--- Input Enclosed Below ---

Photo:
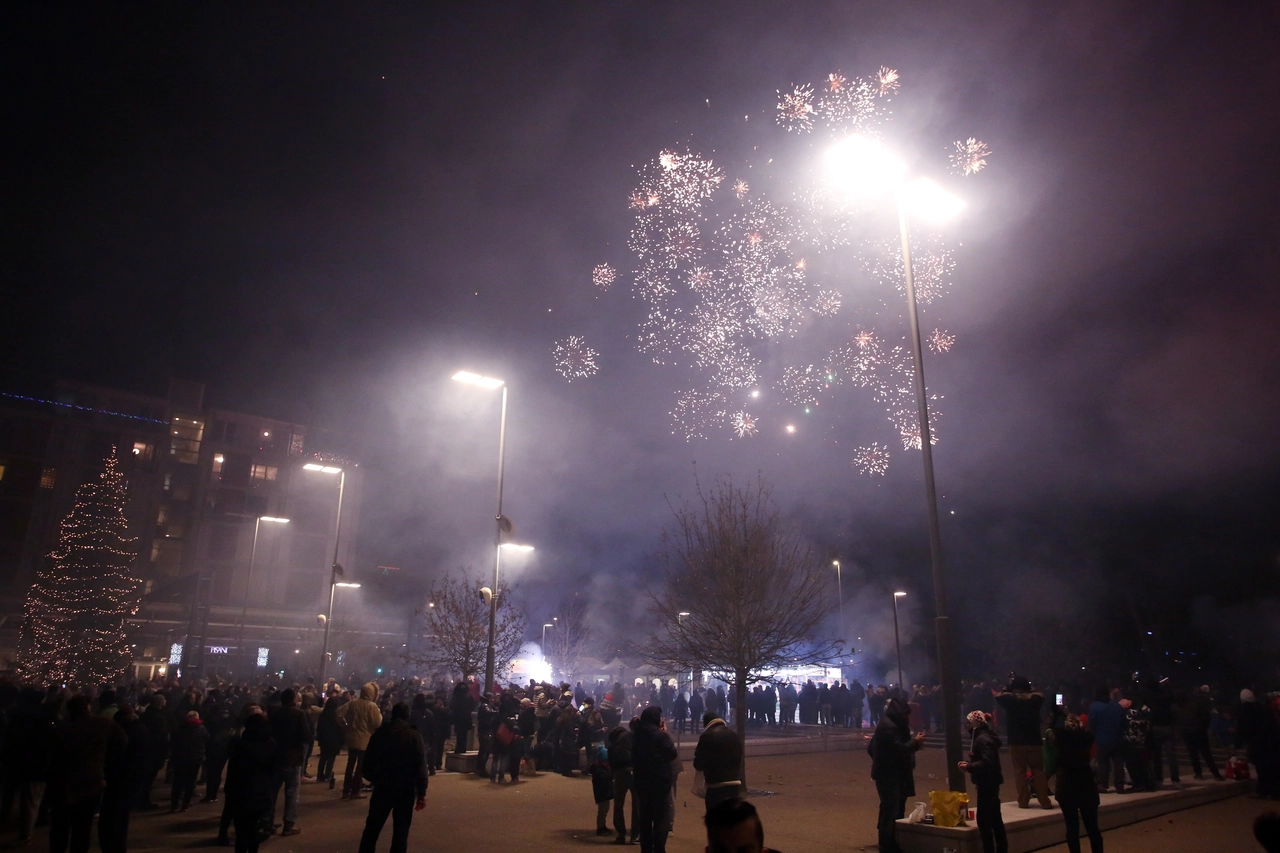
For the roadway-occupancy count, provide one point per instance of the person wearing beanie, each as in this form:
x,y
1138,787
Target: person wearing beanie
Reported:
x,y
718,757
892,749
1023,708
983,767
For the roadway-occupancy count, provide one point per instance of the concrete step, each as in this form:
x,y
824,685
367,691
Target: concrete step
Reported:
x,y
1031,829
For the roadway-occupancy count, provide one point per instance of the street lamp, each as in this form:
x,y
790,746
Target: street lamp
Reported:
x,y
897,643
490,384
248,578
864,168
334,569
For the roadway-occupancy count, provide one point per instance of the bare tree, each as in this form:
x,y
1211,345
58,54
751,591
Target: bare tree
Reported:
x,y
571,639
456,628
741,593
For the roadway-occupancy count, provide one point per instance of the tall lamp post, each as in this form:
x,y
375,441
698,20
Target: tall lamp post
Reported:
x,y
864,168
897,643
248,579
490,383
334,569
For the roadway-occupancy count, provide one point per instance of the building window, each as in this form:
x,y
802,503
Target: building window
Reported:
x,y
264,471
184,436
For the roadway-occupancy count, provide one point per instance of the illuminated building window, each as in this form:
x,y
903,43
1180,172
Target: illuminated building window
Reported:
x,y
264,471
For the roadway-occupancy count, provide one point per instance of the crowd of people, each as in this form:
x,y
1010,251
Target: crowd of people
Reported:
x,y
74,755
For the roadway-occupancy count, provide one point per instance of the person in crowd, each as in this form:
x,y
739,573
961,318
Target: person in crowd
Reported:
x,y
734,826
720,758
83,747
187,752
159,728
602,787
983,767
892,749
292,735
330,737
1258,734
251,772
461,705
1023,710
624,783
1075,787
361,719
652,753
1106,721
1192,715
122,779
396,763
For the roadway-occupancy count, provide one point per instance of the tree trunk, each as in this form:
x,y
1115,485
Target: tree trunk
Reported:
x,y
740,719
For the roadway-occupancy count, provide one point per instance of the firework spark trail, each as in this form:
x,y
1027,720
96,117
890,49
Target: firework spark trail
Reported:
x,y
872,459
969,156
720,268
574,359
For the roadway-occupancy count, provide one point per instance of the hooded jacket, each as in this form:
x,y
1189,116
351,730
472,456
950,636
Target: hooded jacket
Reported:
x,y
361,717
718,755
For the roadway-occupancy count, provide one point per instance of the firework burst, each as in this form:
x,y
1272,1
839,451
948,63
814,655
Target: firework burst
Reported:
x,y
574,359
795,109
872,460
969,156
603,276
743,424
941,342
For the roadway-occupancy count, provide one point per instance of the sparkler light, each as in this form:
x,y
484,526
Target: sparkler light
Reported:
x,y
603,276
720,268
574,359
969,156
872,459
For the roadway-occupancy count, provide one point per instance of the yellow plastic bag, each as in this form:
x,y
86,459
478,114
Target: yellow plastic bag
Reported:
x,y
949,807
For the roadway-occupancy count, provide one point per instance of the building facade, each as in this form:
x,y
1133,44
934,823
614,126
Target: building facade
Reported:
x,y
225,591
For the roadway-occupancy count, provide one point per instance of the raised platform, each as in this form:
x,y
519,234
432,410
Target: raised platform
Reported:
x,y
1031,829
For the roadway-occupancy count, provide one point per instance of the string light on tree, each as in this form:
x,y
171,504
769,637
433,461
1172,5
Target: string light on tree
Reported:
x,y
74,626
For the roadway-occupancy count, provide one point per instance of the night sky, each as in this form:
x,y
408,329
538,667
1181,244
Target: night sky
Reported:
x,y
324,210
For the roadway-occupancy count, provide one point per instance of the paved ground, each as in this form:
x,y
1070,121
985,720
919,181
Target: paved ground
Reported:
x,y
822,802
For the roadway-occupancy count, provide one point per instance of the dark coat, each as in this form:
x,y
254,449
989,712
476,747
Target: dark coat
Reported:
x,y
1075,784
652,753
251,762
984,760
1023,716
396,758
892,749
190,743
718,753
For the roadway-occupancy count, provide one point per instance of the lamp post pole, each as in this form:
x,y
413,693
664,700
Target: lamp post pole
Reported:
x,y
941,623
497,552
333,580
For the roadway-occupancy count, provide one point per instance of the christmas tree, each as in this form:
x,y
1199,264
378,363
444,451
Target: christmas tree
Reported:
x,y
77,609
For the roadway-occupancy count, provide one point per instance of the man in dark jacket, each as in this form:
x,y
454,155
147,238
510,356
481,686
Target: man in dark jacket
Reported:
x,y
652,753
292,735
624,783
85,744
983,767
720,756
1023,708
892,751
396,763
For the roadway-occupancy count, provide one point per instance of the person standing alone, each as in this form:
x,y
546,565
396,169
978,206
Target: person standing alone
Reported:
x,y
396,763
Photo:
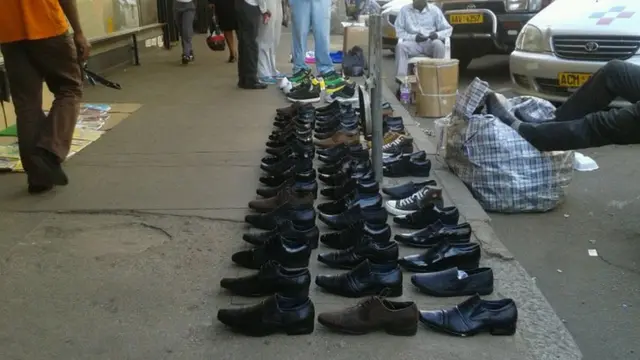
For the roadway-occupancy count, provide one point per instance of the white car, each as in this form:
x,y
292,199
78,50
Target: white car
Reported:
x,y
563,45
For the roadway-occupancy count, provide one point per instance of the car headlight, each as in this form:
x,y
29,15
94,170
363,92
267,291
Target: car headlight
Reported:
x,y
517,5
531,39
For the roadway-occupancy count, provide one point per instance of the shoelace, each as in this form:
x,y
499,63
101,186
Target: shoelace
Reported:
x,y
393,144
413,198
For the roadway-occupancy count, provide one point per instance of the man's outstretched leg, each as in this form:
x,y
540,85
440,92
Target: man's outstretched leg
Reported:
x,y
617,126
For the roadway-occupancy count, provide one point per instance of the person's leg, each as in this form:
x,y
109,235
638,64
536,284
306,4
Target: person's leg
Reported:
x,y
178,9
242,58
615,79
188,15
404,51
25,83
321,25
63,77
231,44
434,49
300,21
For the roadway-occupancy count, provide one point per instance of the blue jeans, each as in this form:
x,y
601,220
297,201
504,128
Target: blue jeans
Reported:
x,y
315,14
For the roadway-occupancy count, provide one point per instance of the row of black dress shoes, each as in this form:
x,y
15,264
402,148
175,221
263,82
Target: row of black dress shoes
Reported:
x,y
296,316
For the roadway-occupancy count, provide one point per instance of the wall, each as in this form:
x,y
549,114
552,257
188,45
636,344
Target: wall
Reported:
x,y
99,18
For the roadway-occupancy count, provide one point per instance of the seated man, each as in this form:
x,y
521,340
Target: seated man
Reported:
x,y
422,30
583,121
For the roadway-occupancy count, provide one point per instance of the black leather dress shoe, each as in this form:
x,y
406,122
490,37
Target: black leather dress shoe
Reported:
x,y
363,187
303,216
287,252
366,249
443,256
252,86
355,198
303,180
349,237
407,189
276,314
435,234
367,279
473,316
455,282
289,230
270,279
408,165
428,215
302,166
375,215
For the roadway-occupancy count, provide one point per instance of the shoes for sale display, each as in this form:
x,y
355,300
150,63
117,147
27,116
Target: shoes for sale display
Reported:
x,y
354,214
367,279
374,314
270,279
302,216
473,316
388,138
421,199
443,256
352,235
287,252
436,233
276,314
304,181
427,216
363,200
455,282
363,187
415,164
347,94
365,249
407,189
402,145
338,138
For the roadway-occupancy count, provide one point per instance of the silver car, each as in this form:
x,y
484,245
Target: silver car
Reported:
x,y
563,45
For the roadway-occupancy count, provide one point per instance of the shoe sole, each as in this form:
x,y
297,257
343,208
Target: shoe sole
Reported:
x,y
305,101
395,211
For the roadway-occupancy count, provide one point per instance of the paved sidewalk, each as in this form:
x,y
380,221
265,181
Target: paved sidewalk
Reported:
x,y
125,262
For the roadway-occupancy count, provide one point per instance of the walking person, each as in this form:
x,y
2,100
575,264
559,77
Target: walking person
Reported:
x,y
250,14
185,13
268,40
226,19
37,47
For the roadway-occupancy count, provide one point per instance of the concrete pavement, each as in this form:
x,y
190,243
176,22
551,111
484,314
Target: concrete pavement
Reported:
x,y
124,263
596,297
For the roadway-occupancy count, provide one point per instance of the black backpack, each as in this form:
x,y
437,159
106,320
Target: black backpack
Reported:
x,y
353,63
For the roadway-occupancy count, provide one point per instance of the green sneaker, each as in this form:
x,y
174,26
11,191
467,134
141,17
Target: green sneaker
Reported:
x,y
299,76
333,82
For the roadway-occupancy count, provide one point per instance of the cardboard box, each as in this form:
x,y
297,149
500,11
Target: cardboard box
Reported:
x,y
434,106
437,76
356,35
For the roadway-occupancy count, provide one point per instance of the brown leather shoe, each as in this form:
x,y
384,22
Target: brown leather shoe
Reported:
x,y
286,195
375,313
338,138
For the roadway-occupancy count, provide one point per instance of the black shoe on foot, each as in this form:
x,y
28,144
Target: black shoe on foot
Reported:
x,y
276,314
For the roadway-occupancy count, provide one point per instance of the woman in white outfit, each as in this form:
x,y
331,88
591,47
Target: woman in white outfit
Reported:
x,y
268,40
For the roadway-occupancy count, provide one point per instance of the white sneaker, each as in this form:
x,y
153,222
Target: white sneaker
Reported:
x,y
414,202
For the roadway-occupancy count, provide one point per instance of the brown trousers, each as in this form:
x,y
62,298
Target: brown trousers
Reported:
x,y
29,63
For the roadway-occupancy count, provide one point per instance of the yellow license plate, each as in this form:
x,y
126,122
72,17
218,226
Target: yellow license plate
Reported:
x,y
390,33
457,19
572,80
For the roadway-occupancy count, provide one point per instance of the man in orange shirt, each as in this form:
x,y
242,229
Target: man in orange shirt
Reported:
x,y
37,47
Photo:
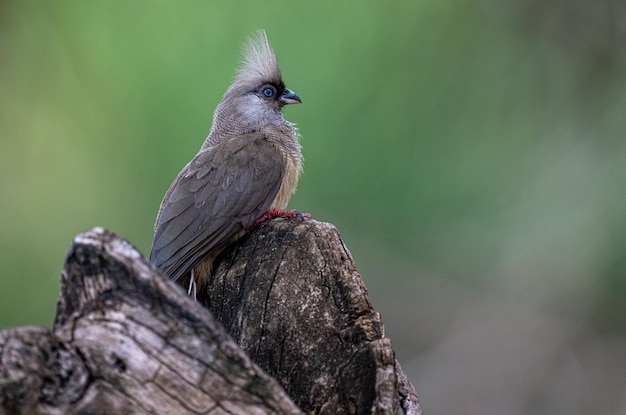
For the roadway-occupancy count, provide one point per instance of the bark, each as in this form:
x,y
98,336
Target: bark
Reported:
x,y
290,331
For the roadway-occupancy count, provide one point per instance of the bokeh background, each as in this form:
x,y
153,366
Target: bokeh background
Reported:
x,y
471,154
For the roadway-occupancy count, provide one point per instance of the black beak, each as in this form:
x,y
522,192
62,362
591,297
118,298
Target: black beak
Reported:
x,y
289,97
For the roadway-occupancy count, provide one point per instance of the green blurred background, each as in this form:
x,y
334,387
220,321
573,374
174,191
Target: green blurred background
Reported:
x,y
471,154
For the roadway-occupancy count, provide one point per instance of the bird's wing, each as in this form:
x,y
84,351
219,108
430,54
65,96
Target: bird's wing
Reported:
x,y
224,190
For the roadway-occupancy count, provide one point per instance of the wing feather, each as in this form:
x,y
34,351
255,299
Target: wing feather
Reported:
x,y
225,189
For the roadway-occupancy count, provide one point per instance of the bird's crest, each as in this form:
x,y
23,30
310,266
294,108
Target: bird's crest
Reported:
x,y
259,61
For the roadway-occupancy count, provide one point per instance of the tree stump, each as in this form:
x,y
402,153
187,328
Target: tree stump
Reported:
x,y
284,327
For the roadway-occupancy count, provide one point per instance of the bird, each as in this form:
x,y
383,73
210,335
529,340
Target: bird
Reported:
x,y
244,173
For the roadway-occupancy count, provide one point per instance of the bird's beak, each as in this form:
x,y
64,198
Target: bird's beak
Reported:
x,y
289,97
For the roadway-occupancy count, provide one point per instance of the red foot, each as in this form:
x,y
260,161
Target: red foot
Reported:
x,y
279,213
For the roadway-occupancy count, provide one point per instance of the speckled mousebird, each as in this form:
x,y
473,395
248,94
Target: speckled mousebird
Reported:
x,y
246,171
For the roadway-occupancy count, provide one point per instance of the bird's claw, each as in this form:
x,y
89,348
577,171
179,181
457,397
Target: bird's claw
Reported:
x,y
280,213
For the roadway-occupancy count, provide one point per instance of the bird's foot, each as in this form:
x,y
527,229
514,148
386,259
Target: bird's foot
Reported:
x,y
192,286
280,213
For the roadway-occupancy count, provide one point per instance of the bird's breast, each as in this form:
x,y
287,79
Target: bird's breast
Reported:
x,y
293,167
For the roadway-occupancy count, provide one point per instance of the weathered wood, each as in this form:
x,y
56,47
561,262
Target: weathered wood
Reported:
x,y
291,297
127,341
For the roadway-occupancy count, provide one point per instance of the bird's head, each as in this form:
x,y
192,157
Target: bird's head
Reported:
x,y
258,94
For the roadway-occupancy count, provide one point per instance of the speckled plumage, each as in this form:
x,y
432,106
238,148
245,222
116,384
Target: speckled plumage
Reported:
x,y
249,163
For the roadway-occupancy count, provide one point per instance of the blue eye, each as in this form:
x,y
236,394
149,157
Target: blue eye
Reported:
x,y
269,91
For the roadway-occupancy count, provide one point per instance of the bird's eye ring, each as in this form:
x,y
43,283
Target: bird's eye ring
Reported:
x,y
268,91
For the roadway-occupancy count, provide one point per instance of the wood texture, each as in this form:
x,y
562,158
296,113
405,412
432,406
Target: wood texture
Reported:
x,y
127,341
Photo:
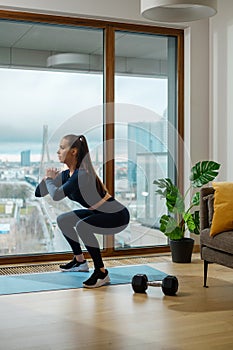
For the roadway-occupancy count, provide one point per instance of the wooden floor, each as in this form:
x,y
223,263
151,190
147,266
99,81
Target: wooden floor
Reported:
x,y
115,318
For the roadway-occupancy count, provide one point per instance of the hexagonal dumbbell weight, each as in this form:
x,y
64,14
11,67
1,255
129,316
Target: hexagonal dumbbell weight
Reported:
x,y
169,284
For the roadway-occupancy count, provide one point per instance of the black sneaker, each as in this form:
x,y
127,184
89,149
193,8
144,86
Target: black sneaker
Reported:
x,y
74,265
97,279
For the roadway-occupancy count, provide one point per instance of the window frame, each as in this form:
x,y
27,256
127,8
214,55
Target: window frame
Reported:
x,y
109,29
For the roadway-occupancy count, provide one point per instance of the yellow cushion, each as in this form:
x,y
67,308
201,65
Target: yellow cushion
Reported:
x,y
223,208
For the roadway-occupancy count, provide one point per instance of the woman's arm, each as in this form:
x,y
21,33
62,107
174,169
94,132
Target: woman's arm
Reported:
x,y
42,190
67,186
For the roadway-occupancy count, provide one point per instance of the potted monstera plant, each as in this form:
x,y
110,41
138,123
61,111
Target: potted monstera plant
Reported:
x,y
181,217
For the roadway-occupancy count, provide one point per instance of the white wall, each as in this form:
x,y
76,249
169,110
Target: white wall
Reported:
x,y
221,93
196,59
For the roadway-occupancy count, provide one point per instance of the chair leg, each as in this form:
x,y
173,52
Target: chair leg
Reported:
x,y
205,273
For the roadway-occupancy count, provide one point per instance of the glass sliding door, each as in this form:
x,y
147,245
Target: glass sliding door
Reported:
x,y
51,85
145,131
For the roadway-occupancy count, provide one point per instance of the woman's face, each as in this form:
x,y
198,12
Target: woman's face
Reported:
x,y
65,153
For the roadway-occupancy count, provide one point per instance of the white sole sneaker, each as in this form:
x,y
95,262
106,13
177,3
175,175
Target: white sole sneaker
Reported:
x,y
82,268
100,282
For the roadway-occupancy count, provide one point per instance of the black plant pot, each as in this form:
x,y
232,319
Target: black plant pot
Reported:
x,y
182,250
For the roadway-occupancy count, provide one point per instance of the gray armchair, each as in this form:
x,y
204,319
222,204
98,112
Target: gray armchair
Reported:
x,y
217,249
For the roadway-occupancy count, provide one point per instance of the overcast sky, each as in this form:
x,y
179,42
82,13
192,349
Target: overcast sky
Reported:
x,y
31,99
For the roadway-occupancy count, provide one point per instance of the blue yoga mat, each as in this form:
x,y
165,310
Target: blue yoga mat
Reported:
x,y
36,282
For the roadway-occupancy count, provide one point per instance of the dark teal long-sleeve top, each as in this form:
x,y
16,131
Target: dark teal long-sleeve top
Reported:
x,y
79,187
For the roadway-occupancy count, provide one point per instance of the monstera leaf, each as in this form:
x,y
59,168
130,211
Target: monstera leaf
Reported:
x,y
203,172
174,199
179,218
168,225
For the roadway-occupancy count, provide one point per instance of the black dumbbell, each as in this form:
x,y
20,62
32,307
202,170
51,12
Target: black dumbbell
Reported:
x,y
169,284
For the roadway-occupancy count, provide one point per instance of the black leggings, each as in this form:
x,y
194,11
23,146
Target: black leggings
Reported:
x,y
84,223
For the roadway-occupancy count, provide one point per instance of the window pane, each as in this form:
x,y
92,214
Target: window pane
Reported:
x,y
52,84
145,146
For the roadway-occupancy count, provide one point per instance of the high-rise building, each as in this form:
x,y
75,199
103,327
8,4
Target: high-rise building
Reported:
x,y
26,158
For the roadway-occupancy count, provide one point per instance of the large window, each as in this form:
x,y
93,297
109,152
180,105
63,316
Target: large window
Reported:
x,y
58,79
145,80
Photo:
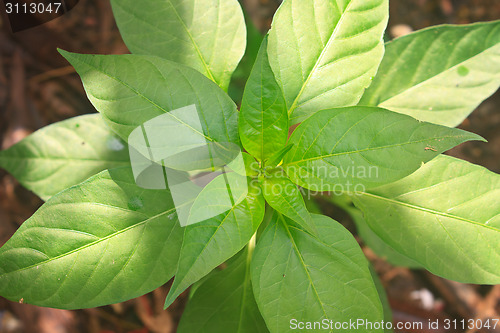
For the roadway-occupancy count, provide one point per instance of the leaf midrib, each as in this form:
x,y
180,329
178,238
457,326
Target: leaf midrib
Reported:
x,y
90,244
198,52
320,58
372,149
143,96
6,158
430,211
299,255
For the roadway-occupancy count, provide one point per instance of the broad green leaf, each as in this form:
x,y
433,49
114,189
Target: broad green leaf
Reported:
x,y
129,90
445,216
208,35
242,72
247,166
224,303
383,299
103,241
209,243
440,74
220,195
285,197
263,122
298,276
348,149
64,154
324,53
277,158
381,248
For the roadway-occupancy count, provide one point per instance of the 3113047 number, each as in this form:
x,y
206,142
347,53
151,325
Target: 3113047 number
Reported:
x,y
33,8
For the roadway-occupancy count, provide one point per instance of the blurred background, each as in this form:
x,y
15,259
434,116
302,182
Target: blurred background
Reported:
x,y
38,87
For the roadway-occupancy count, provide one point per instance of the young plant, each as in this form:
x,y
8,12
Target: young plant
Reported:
x,y
109,238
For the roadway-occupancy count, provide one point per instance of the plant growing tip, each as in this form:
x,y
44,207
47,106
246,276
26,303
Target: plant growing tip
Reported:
x,y
173,181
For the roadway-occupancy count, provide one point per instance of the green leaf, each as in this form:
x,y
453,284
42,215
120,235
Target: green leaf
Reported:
x,y
445,216
284,196
298,276
324,53
209,243
64,154
348,149
263,122
129,90
383,299
277,158
440,74
381,248
219,196
225,303
242,72
208,35
247,166
103,241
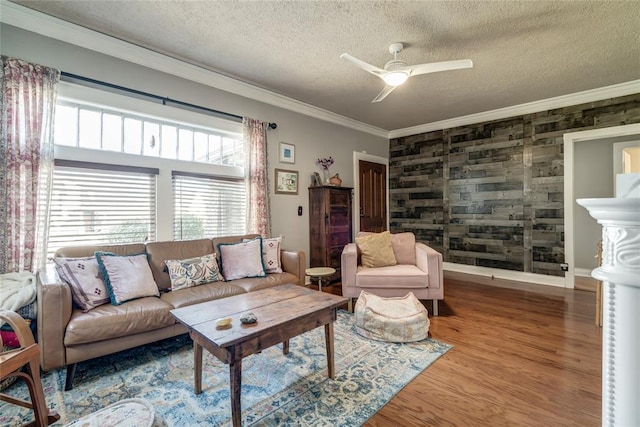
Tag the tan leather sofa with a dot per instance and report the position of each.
(67, 335)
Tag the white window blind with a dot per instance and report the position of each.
(95, 204)
(207, 206)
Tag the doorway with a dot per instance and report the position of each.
(570, 205)
(370, 201)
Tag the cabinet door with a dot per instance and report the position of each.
(339, 227)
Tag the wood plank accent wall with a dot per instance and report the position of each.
(492, 194)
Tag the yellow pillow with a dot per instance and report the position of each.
(376, 250)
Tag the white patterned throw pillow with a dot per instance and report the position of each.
(127, 277)
(195, 271)
(240, 260)
(271, 254)
(83, 277)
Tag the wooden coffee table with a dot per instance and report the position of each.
(283, 312)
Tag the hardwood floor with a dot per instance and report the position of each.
(523, 355)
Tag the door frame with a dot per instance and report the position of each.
(570, 139)
(357, 156)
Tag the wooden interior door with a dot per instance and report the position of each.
(373, 196)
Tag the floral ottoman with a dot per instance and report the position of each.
(402, 319)
(125, 413)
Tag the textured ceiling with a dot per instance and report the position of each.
(522, 51)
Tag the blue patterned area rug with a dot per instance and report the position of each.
(277, 389)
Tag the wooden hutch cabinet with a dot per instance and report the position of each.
(330, 225)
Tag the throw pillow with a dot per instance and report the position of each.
(195, 271)
(376, 250)
(239, 260)
(271, 254)
(404, 248)
(83, 277)
(127, 277)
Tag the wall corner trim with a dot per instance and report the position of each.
(518, 276)
(607, 92)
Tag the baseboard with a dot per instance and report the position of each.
(518, 276)
(582, 272)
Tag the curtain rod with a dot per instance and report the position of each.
(86, 81)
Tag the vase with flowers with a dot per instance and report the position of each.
(324, 165)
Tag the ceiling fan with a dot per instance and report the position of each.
(396, 71)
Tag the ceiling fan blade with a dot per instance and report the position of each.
(367, 67)
(435, 67)
(383, 94)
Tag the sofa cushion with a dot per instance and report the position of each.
(195, 271)
(274, 279)
(160, 251)
(126, 277)
(404, 248)
(376, 249)
(202, 293)
(115, 321)
(240, 260)
(83, 277)
(397, 276)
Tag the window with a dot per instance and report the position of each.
(207, 206)
(163, 173)
(88, 126)
(95, 204)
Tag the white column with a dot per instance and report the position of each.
(620, 274)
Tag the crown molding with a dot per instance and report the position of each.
(622, 89)
(49, 26)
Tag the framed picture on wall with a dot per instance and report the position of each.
(286, 181)
(287, 153)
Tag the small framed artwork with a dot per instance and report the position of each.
(287, 153)
(286, 182)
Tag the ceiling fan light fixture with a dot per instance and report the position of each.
(395, 78)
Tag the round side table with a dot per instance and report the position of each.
(320, 273)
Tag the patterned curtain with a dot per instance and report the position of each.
(27, 98)
(258, 213)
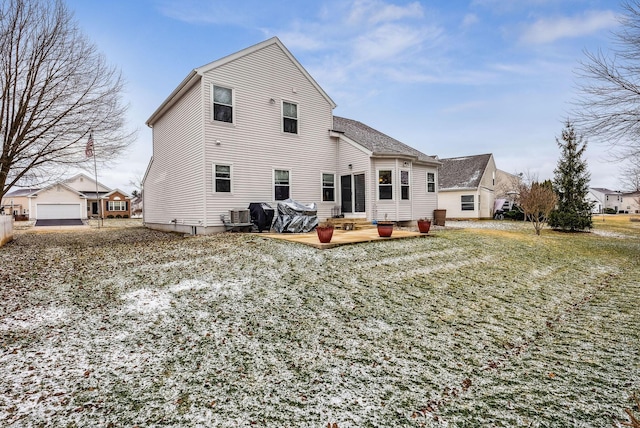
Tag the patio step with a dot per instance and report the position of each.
(351, 223)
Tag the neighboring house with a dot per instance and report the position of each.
(256, 127)
(507, 188)
(630, 203)
(604, 199)
(74, 198)
(136, 206)
(466, 186)
(16, 203)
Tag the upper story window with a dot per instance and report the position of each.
(222, 178)
(281, 184)
(385, 184)
(467, 203)
(290, 117)
(431, 182)
(328, 187)
(222, 104)
(404, 184)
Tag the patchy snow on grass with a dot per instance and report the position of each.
(135, 327)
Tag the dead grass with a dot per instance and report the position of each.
(475, 328)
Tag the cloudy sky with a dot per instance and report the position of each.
(450, 78)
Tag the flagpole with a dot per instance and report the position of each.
(91, 146)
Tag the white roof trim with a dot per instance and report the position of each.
(196, 75)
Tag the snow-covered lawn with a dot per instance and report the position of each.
(472, 327)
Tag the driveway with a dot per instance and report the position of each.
(60, 222)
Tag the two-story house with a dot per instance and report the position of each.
(256, 127)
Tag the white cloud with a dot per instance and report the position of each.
(469, 20)
(389, 41)
(376, 11)
(552, 29)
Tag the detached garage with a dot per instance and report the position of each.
(58, 211)
(58, 202)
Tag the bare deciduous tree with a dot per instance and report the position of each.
(609, 101)
(56, 89)
(630, 177)
(536, 202)
(608, 108)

--- End of Enclosed Input ---

> **What you should do**: Go through the data and show each line that holds "alone".

> **Problem solution**:
For the roadway-occupancy count, provide one point per instance of the person standing alone, each as in this form:
Target: person standing alone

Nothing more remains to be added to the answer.